Reproduce character for character the stretch of rows below from the line containing "the farmer wearing" through the line containing "(1039, 501)", including both of those lines.

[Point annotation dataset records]
-=-=-

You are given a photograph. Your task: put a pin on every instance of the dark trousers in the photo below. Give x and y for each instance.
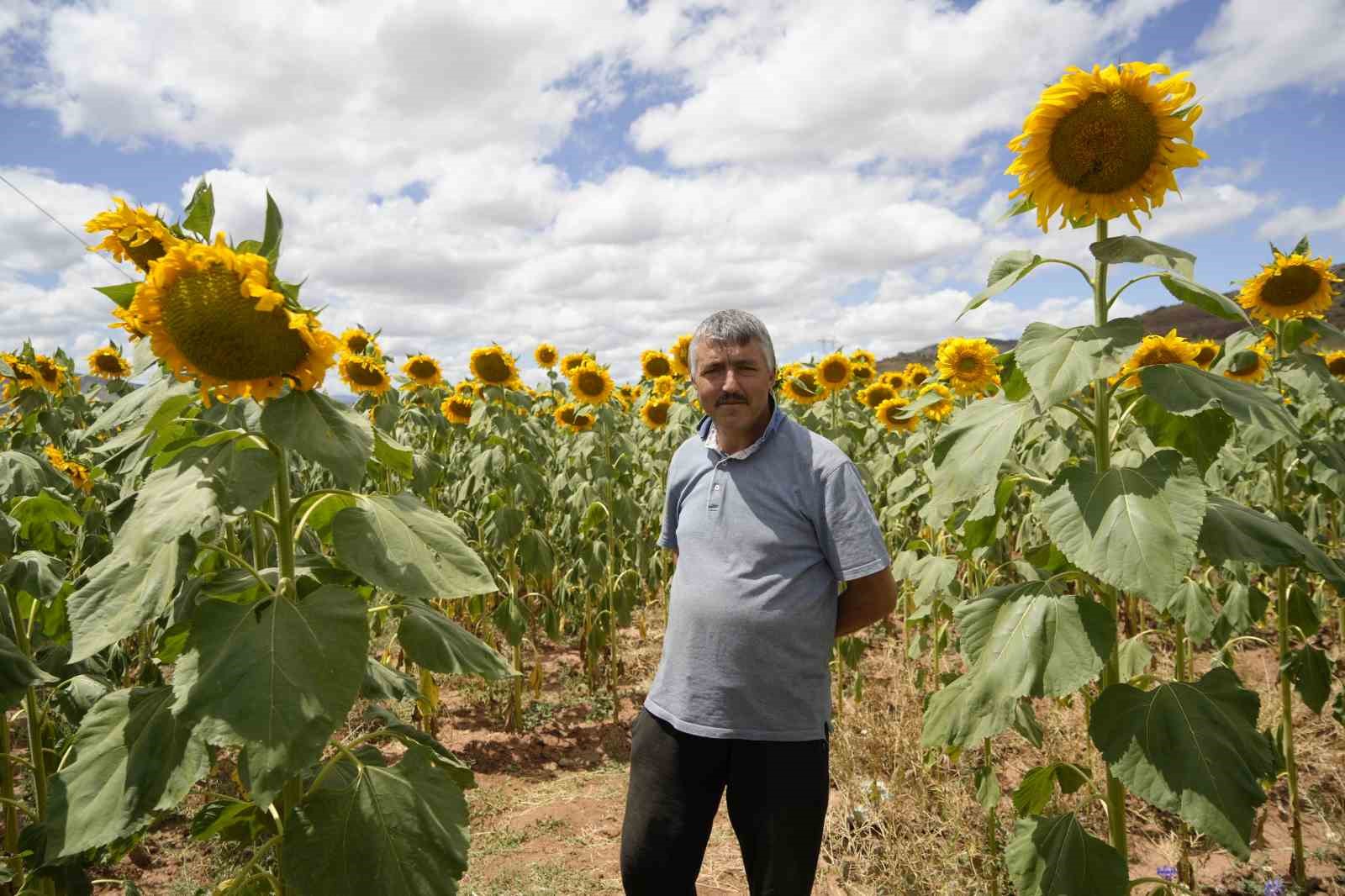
(778, 804)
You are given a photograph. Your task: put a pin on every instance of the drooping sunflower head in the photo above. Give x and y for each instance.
(1157, 350)
(679, 356)
(358, 340)
(656, 363)
(874, 394)
(968, 365)
(656, 414)
(545, 356)
(834, 372)
(889, 414)
(591, 383)
(457, 409)
(212, 316)
(134, 235)
(1290, 287)
(494, 366)
(423, 370)
(1105, 143)
(941, 409)
(108, 363)
(365, 374)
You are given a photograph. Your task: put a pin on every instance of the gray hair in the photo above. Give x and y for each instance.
(732, 327)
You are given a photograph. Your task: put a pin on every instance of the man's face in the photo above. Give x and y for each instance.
(733, 382)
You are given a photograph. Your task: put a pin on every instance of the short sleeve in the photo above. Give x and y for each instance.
(849, 530)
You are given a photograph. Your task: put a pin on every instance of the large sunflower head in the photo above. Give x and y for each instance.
(134, 235)
(889, 414)
(1157, 350)
(365, 374)
(656, 363)
(1290, 287)
(834, 372)
(457, 409)
(968, 365)
(591, 383)
(494, 366)
(545, 356)
(1105, 143)
(108, 363)
(656, 414)
(423, 370)
(212, 316)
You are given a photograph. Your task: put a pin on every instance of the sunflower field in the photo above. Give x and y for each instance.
(208, 562)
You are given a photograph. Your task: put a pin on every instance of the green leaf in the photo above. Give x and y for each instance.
(199, 214)
(131, 756)
(394, 831)
(1234, 532)
(1204, 298)
(1192, 750)
(1058, 857)
(440, 645)
(1005, 272)
(974, 444)
(275, 678)
(1134, 528)
(1060, 362)
(322, 430)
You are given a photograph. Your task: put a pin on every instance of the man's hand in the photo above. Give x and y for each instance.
(865, 602)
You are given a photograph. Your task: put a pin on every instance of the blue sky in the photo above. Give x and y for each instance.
(603, 175)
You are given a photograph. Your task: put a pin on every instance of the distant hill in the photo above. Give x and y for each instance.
(1189, 320)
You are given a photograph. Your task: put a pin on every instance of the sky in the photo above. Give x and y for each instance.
(604, 174)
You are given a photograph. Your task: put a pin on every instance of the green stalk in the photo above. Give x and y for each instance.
(1102, 461)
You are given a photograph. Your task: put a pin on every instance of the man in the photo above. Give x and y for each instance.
(766, 519)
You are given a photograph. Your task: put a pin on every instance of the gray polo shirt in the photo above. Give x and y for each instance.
(763, 540)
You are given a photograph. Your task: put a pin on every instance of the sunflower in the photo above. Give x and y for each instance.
(1103, 145)
(423, 372)
(591, 383)
(968, 365)
(1157, 350)
(679, 356)
(457, 409)
(874, 394)
(834, 372)
(889, 414)
(941, 409)
(108, 363)
(365, 374)
(210, 315)
(656, 414)
(545, 356)
(136, 235)
(1248, 365)
(1289, 287)
(358, 340)
(494, 366)
(656, 363)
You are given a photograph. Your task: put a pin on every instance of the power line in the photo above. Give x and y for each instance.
(78, 239)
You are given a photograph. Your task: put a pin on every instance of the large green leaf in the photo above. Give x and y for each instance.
(1134, 528)
(1234, 532)
(407, 548)
(131, 756)
(440, 645)
(1060, 362)
(275, 678)
(975, 443)
(1189, 748)
(323, 430)
(393, 831)
(1058, 857)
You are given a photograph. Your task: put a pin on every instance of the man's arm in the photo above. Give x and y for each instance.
(865, 600)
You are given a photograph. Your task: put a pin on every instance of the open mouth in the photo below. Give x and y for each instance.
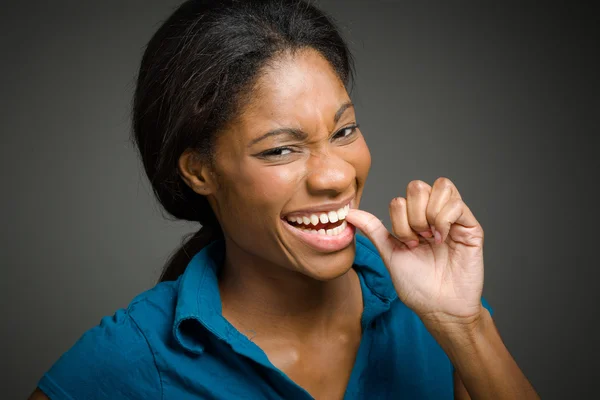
(330, 223)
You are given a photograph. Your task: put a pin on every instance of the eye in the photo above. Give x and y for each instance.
(345, 132)
(276, 152)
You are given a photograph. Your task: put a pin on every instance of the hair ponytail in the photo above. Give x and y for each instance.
(179, 260)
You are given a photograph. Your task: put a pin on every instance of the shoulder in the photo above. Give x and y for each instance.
(116, 359)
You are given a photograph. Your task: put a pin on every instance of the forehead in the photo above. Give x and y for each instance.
(296, 90)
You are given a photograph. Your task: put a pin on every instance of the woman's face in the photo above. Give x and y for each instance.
(294, 153)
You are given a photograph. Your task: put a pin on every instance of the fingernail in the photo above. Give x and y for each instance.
(412, 244)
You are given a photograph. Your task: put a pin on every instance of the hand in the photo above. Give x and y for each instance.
(435, 254)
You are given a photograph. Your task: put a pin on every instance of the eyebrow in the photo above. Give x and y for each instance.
(297, 134)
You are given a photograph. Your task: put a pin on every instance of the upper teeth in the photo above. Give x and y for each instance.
(314, 219)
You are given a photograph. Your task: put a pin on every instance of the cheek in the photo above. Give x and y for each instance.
(361, 160)
(257, 194)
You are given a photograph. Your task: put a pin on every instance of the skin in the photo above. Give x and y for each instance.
(303, 307)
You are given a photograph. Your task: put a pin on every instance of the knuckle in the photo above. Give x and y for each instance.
(444, 183)
(398, 202)
(416, 186)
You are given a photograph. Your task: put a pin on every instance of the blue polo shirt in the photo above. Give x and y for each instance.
(172, 342)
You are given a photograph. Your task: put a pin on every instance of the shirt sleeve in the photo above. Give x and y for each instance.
(110, 361)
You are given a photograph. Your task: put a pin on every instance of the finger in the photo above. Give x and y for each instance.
(443, 190)
(456, 212)
(374, 229)
(400, 226)
(417, 199)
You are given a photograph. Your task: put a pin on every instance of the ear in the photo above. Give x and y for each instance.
(196, 172)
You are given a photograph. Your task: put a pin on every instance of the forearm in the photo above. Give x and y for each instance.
(482, 361)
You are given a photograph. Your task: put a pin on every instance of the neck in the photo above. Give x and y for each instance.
(260, 296)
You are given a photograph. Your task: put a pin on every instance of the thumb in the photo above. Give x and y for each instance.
(374, 229)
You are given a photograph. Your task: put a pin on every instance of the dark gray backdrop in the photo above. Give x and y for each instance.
(502, 99)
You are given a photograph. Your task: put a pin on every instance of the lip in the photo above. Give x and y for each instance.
(324, 243)
(321, 208)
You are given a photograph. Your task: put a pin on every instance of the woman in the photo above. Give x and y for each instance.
(244, 124)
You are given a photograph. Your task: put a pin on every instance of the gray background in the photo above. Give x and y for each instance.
(503, 100)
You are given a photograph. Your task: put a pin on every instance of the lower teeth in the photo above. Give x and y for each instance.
(329, 232)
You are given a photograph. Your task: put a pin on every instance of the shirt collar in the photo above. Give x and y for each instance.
(198, 311)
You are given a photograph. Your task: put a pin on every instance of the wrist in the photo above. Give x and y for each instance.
(455, 332)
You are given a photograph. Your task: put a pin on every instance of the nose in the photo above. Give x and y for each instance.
(330, 175)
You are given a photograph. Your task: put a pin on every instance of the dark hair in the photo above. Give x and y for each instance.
(195, 73)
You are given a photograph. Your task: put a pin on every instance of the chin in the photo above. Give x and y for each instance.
(327, 267)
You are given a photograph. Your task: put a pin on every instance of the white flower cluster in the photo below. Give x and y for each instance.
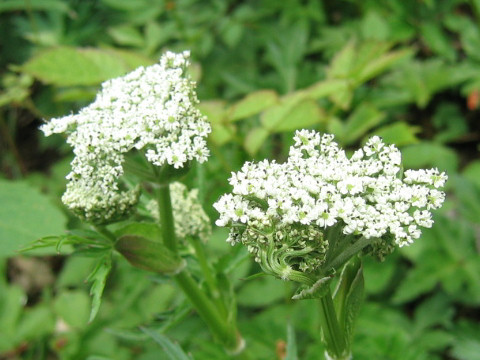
(319, 188)
(151, 109)
(189, 217)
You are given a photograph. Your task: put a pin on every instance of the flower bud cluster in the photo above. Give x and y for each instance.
(151, 109)
(189, 217)
(320, 188)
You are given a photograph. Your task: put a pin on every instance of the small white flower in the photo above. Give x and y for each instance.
(318, 188)
(151, 109)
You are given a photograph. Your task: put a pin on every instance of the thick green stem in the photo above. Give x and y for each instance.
(207, 310)
(166, 217)
(332, 333)
(348, 252)
(208, 274)
(205, 307)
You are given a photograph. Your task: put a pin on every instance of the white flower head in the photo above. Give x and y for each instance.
(152, 109)
(294, 207)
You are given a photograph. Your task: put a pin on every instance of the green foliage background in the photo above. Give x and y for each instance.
(407, 70)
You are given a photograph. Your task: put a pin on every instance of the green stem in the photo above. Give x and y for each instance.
(166, 217)
(347, 253)
(207, 310)
(105, 232)
(208, 274)
(333, 335)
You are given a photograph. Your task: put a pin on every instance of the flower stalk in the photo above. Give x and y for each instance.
(224, 331)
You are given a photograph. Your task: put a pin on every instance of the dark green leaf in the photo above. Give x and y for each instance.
(98, 278)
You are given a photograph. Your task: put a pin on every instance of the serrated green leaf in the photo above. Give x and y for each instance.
(303, 114)
(73, 307)
(427, 154)
(172, 350)
(326, 88)
(98, 278)
(374, 26)
(66, 66)
(379, 64)
(365, 117)
(149, 255)
(343, 62)
(252, 104)
(26, 215)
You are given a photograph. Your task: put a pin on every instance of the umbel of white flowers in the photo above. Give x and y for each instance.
(151, 109)
(288, 213)
(188, 214)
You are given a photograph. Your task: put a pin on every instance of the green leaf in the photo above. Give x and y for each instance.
(342, 62)
(149, 255)
(348, 296)
(255, 139)
(252, 104)
(66, 66)
(35, 323)
(437, 40)
(25, 215)
(399, 133)
(272, 291)
(126, 35)
(304, 114)
(147, 230)
(381, 63)
(292, 352)
(73, 307)
(374, 26)
(472, 172)
(172, 350)
(98, 278)
(427, 154)
(467, 344)
(316, 291)
(364, 118)
(327, 88)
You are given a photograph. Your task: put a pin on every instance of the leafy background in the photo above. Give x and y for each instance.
(407, 70)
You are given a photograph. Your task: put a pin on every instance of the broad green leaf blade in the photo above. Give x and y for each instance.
(343, 62)
(381, 64)
(73, 307)
(252, 104)
(173, 351)
(364, 118)
(66, 66)
(304, 114)
(292, 352)
(327, 88)
(98, 278)
(149, 255)
(25, 215)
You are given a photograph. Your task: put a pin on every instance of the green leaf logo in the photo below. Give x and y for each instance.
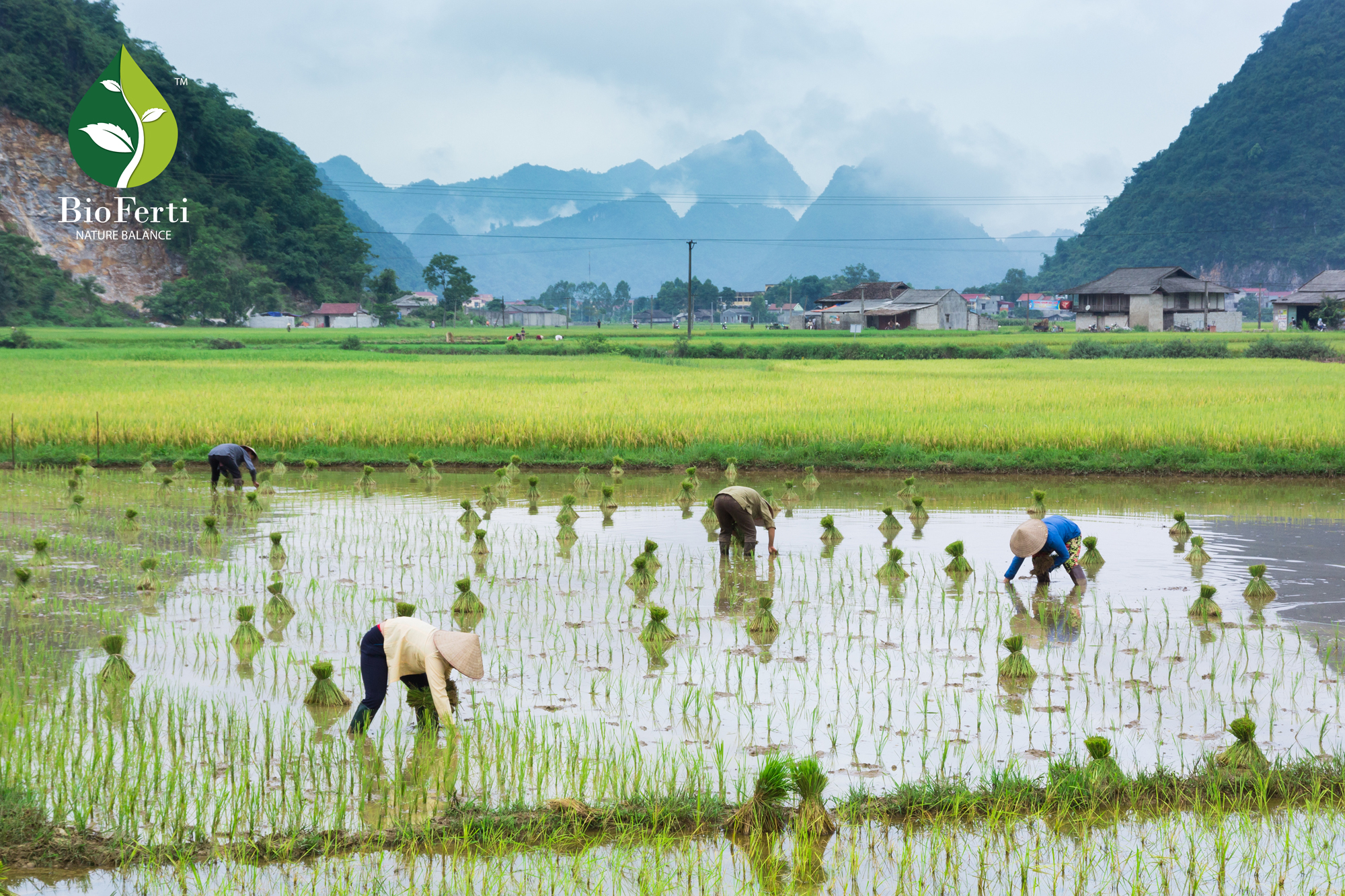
(123, 132)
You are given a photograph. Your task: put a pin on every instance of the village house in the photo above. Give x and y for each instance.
(1295, 309)
(1156, 299)
(890, 306)
(340, 315)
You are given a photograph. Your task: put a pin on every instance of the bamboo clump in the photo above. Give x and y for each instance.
(325, 690)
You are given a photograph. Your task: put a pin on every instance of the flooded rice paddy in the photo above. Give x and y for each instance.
(883, 684)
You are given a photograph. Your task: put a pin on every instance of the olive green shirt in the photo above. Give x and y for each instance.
(753, 502)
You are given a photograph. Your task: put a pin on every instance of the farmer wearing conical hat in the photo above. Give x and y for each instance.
(422, 657)
(231, 458)
(742, 510)
(1054, 541)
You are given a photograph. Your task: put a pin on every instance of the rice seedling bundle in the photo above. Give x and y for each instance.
(1093, 557)
(1015, 667)
(763, 623)
(642, 577)
(765, 811)
(812, 814)
(279, 606)
(210, 530)
(116, 670)
(367, 481)
(325, 690)
(1206, 607)
(22, 576)
(1245, 755)
(657, 630)
(1198, 555)
(1258, 588)
(467, 603)
(469, 517)
(247, 635)
(958, 565)
(892, 572)
(1102, 771)
(919, 514)
(149, 580)
(650, 546)
(1039, 501)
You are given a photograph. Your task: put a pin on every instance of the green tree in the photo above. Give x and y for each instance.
(451, 279)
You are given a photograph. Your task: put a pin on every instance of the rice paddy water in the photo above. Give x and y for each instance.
(142, 701)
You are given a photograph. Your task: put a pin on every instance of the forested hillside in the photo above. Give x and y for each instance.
(1254, 188)
(264, 233)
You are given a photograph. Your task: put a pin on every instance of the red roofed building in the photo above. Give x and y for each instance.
(340, 315)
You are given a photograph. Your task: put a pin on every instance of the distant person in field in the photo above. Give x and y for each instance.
(419, 655)
(231, 458)
(742, 510)
(1054, 541)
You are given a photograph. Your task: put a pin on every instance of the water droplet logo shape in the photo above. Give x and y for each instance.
(123, 132)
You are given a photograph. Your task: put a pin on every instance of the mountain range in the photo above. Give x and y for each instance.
(753, 218)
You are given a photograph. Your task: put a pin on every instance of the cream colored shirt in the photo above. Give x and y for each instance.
(753, 502)
(411, 649)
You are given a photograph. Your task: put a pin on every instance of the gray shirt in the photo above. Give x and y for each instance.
(236, 454)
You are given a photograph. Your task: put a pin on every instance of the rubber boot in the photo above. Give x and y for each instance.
(360, 721)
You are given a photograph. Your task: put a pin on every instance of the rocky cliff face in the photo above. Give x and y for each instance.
(36, 171)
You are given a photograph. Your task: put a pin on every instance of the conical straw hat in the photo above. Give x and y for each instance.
(462, 650)
(1028, 538)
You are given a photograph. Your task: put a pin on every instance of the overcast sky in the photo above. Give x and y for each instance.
(956, 97)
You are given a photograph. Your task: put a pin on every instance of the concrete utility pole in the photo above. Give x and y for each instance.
(691, 309)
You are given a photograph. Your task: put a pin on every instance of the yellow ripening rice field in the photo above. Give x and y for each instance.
(595, 401)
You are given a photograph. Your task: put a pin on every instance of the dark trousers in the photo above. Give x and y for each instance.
(225, 464)
(734, 518)
(373, 669)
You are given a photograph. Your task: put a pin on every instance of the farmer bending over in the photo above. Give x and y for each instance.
(228, 458)
(742, 510)
(422, 657)
(1051, 542)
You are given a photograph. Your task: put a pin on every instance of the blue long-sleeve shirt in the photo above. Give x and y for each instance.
(236, 454)
(1059, 530)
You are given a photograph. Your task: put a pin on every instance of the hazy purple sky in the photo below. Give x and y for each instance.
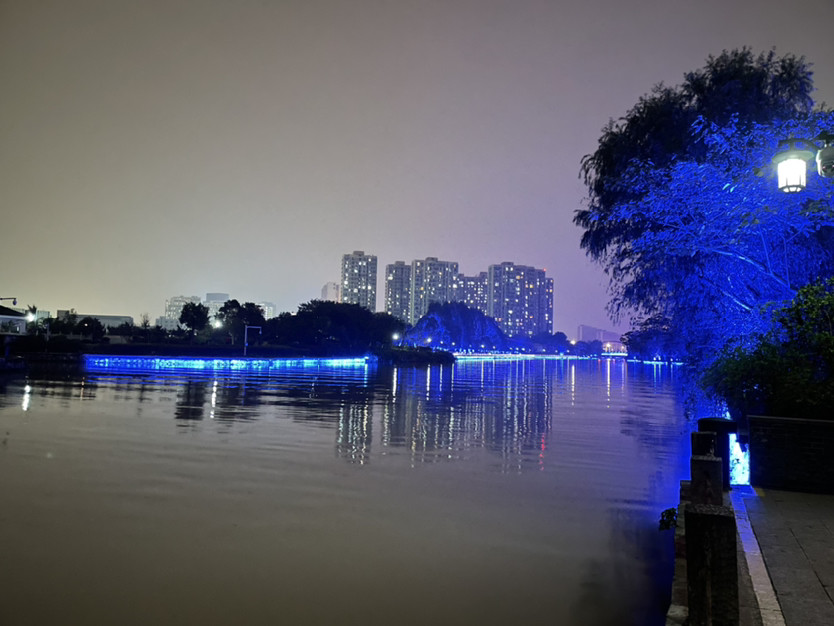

-=-=-

» Solution below:
You are given a photograph. Your task: put a pin on every instance of the farmer wearing conical hat in the photo above. Give x and y for each instance.
(422, 657)
(231, 458)
(742, 510)
(1054, 541)
You are given a photograph. Your task: put a pin on every instance of the rice seedling bundle in the photo above. Give x and y for each instance.
(1093, 557)
(1015, 667)
(763, 623)
(642, 577)
(765, 811)
(812, 814)
(279, 606)
(210, 530)
(116, 670)
(367, 481)
(325, 690)
(1206, 607)
(22, 576)
(1245, 755)
(657, 630)
(1198, 555)
(1258, 588)
(467, 603)
(469, 517)
(247, 635)
(958, 565)
(892, 572)
(1102, 771)
(919, 514)
(149, 580)
(650, 546)
(1039, 501)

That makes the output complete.